EXTRACTED TEXT Start Marker

Tuesday, October 19, 2010

the beginning of the thesis on what it means to be human



The field of research that is involved with the development of Artificial Intelligence (AI) is generally divided into two categories: Weak AI and Strong AI. The terms originated in the work of John Searle, presently Slusser Professor of Philosophy at the University of California, Berkeley. Searle felt he had to distinguish between the idea of AI that could achieve human intelligence and consciousness and AI that only looked like it could.

In practice, Weak AI has come to be used to define all the research and development in AI-related fields that is not attempting to emulate or surpass human intelligence: robotic vacuums, aircraft takeoff and landing software, computer-driven rocket systems, etc. For this reason, Weak AI is also called applied or narrow AI. Strong AI, on the other hand, is strictly used to denote AI that is attempting, basically, to create a nonbiological human with human intellect and self-awareness. This needs to be an AI that is not simply task or problem specific like narrow AI. It needs to be an AI that is competent in the area of general intelligence, thus a broad or all-encompassing AI. (It is often called Artificial General Intelligence or AGI due to this.) This attainment has eluded AI researchers ever since proper AI research began in the middle of the 20th century.

EXTRACTED TEXT End Marker
DATA UNDER STUDY Start Marker

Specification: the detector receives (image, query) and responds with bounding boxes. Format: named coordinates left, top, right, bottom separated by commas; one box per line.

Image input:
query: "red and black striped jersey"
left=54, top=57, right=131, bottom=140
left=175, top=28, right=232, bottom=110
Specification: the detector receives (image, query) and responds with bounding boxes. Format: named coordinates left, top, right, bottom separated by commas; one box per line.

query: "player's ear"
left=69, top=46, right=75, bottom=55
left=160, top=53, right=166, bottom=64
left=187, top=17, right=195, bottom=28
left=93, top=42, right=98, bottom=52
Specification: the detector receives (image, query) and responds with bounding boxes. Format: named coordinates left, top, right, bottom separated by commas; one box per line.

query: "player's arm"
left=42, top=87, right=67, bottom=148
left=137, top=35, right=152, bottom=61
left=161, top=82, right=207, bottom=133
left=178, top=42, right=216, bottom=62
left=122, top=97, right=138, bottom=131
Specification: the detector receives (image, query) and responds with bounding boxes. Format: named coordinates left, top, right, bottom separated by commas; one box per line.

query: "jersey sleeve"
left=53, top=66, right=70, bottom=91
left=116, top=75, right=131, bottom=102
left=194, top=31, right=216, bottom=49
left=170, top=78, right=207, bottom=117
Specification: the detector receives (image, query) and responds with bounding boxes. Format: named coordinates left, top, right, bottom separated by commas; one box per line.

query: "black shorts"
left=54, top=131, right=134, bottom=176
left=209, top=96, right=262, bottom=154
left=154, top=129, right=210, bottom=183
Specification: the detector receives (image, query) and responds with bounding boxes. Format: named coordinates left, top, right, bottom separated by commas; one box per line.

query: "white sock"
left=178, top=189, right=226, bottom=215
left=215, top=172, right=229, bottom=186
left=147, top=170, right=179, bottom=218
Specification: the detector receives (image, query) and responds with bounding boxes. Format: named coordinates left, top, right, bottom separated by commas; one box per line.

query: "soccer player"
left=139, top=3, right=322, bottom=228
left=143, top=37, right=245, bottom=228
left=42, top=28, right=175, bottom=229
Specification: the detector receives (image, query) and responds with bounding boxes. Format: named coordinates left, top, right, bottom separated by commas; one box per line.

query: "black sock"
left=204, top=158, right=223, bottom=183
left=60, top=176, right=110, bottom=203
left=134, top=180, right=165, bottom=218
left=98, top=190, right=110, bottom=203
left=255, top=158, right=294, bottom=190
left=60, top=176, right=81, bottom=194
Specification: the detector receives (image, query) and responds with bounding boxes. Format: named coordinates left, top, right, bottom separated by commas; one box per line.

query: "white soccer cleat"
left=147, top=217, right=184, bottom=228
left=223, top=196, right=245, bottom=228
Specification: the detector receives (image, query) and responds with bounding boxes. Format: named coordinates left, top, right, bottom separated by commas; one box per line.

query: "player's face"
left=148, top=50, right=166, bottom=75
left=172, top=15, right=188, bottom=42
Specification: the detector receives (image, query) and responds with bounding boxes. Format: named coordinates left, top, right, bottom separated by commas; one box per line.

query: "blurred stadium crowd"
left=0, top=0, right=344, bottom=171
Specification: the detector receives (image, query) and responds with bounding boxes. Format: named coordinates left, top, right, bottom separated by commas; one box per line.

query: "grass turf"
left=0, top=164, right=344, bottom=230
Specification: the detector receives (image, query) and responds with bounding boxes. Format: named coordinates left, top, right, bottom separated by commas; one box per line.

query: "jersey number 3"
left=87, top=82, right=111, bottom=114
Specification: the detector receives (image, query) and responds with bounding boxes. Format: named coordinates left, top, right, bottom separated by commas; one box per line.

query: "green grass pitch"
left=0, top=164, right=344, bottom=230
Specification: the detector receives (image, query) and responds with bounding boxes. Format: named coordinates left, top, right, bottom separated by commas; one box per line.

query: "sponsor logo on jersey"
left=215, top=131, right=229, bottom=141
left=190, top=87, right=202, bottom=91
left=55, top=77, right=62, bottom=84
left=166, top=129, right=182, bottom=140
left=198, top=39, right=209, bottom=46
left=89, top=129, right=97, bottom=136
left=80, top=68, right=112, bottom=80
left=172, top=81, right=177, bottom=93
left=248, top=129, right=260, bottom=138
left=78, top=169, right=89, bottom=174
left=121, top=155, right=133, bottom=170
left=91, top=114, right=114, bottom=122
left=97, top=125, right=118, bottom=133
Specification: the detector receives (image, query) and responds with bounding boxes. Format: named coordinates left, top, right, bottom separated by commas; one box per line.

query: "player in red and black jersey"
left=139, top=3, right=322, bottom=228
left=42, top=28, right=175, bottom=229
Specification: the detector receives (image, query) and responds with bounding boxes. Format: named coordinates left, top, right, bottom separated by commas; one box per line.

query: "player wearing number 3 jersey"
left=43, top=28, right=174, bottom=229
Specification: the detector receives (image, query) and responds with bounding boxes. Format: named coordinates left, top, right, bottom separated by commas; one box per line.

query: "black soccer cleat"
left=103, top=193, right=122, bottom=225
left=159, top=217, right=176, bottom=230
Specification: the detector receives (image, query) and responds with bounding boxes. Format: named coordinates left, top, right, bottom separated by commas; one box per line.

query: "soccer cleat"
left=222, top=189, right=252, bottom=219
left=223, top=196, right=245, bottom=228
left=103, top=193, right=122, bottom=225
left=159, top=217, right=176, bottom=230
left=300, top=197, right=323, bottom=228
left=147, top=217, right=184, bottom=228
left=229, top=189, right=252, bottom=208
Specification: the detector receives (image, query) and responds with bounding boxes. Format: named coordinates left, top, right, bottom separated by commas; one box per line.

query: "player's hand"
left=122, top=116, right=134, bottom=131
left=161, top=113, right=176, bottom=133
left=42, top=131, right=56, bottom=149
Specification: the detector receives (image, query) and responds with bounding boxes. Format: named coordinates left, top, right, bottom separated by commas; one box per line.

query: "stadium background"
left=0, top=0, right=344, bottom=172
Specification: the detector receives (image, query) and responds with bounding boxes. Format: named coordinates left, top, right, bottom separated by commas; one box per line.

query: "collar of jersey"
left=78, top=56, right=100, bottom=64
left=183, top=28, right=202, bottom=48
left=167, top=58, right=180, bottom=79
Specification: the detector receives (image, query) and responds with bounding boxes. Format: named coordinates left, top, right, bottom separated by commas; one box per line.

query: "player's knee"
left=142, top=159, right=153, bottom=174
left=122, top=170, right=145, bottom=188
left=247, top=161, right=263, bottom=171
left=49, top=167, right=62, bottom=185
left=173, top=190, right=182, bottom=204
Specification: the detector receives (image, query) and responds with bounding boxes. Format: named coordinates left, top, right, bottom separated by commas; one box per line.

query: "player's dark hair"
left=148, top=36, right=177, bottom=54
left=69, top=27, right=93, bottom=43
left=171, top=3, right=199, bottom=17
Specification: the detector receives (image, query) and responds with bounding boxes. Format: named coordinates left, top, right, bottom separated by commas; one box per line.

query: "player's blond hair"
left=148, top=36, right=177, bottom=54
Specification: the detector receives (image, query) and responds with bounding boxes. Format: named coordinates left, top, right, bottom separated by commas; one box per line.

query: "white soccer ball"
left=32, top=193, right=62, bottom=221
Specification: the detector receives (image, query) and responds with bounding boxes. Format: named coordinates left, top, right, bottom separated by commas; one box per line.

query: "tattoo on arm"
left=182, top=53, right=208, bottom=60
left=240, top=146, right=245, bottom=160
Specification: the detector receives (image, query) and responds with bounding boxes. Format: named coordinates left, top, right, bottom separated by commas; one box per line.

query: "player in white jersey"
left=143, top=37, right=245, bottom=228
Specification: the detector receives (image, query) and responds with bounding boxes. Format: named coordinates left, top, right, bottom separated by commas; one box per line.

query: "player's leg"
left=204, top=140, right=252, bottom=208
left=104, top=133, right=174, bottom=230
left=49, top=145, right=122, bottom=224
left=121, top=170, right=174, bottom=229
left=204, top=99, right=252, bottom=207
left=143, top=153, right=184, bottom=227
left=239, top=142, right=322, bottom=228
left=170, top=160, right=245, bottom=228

DATA UNDER STUDY End Marker

● **REQUIREMENT**
Can you set down the entire post on Weak AI and Strong AI above, word for word?

● **EXERCISE RESPONSE**
Tuesday, October 19, 2010

the beginning of the thesis on what it means to be human



The field of research that is involved with the development of Artificial Intelligence (AI) is generally divided into two categories: Weak AI and Strong AI. The terms originated in the work of John Searle, presently Slusser Professor of Philosophy at the University of California, Berkeley. Searle felt he had to distinguish between the idea of AI that could achieve human intelligence and consciousness and AI that only looked like it could.

In practice, Weak AI has come to be used to define all the research and development in AI-related fields that is not attempting to emulate or surpass human intelligence: robotic vacuums, aircraft takeoff and landing software, computer-driven rocket systems, etc. For this reason, Weak AI is also called applied or narrow AI. Strong AI, on the other hand, is strictly used to denote AI that is attempting, basically, to create a nonbiological human with human intellect and self-awareness. This needs to be an AI that is not simply task or problem specific like narrow AI. It needs to be an AI that is competent in the area of general intelligence, thus a broad or all-encompassing AI. (It is often called Artificial General Intelligence or AGI due to this.) This attainment has eluded AI researchers ever since proper AI research began in the middle of the 20th century.